• _EXTRAHIERTER TEXT_:
☆ ☆ ☆ ☆ ☆
Block doch gentoo-sources einfach weg, oder mach nen overlay.

----------

## ScytheMan

ich tippe auf die version von deinen suspend2-sources,  die 2.6.19er ist schon nicht mehr im tree drin. 

evtl. behebt ein update auf 2.6.20 bzw 2.6.21 das problem

----------

## manuels

Ich habe jetzt die gentoo-sources einfach in /etc/portage/package.mask/ gehauen und es funktioniert.

Das mit den 2.6.21er Kernel werd ich mal ausprobieren und mich dann wieder melden.

EDIT: Tatsache, mit dem neuen Kernel läufts.

----------

## tazinblack

Kann es sein, dass Du die Suspend2-Sources größer Deiner installierten Version maskiert hast in der package.mask?

Hatte den gleichen Effect und nachdem ich die Maskierung aufgehoben hab, will er gleich die neuere Version installieren und keine gentoo-sources mehr.

Leider ging mein erster Versuch vor ein paar Wochen die suspend2-2.6.20er zu verwenden total in die Hose. Da tat auf einmal mein WirelesLan nicht mehr (ipw2200).
☆ ☆ ☆ ☆ ☆
• _DATENZEILEN_:

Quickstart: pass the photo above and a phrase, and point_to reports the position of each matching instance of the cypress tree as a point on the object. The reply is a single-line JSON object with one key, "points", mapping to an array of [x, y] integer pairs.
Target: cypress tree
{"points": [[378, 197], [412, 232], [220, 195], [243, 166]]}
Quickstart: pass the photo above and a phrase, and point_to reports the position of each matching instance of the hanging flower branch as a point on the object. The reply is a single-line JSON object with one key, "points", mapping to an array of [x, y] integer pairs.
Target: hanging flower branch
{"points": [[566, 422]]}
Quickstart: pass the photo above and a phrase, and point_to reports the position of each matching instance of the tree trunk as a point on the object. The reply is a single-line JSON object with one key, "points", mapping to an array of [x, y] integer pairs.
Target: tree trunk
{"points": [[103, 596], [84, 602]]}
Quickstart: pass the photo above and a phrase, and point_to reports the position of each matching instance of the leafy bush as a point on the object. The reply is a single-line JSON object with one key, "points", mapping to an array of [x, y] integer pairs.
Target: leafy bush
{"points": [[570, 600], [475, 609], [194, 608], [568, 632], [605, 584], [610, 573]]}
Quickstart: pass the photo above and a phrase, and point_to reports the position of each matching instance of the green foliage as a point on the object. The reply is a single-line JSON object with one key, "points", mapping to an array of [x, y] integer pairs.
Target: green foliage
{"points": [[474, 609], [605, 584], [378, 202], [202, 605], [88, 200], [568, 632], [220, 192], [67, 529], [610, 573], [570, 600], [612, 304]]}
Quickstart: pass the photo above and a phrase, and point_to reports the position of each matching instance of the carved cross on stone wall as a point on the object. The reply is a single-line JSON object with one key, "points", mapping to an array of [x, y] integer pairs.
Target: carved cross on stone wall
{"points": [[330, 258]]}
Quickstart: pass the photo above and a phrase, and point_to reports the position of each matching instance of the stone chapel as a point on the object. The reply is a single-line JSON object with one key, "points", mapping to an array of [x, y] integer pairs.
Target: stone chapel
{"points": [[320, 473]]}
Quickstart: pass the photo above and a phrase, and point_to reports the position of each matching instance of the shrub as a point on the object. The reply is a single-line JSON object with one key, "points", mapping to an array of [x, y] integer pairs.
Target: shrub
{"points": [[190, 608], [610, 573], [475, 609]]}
☆ ☆ ☆ ☆ ☆
• _AUFGABE_:
Setze den Forumsthread zu gentoo-sources und suspend2-sources bitte nach seinem letzten Satz fort.

• _ERWARTETE AUSGABE_:
Jetzt stellt sich natürlich die Frage, warum man die 2.6.19er schon so früh aus portage rausgeworfen hat? Das ist ja eigentlich ziemlich frech, zumal sowohl bei vanilla als auch bei den gentoo-sources jeweils noch die 2.6.16er drin sind.

Man wird also quasi gezwungen zu migrieren, ob das nun geht oder nicht. 

Ich mein, ich hab keine Probleme immer auf aktuelle Versionen upzudaten, dann sollten sie aber auch funktionell sein.

Immerhin gibt es für die suspend2-sources nur gerade mal 3! Versionen im Tree und davon ist auch nur eine als stable markiert und das auch nur auf x86. 

War da jemand putzwütig?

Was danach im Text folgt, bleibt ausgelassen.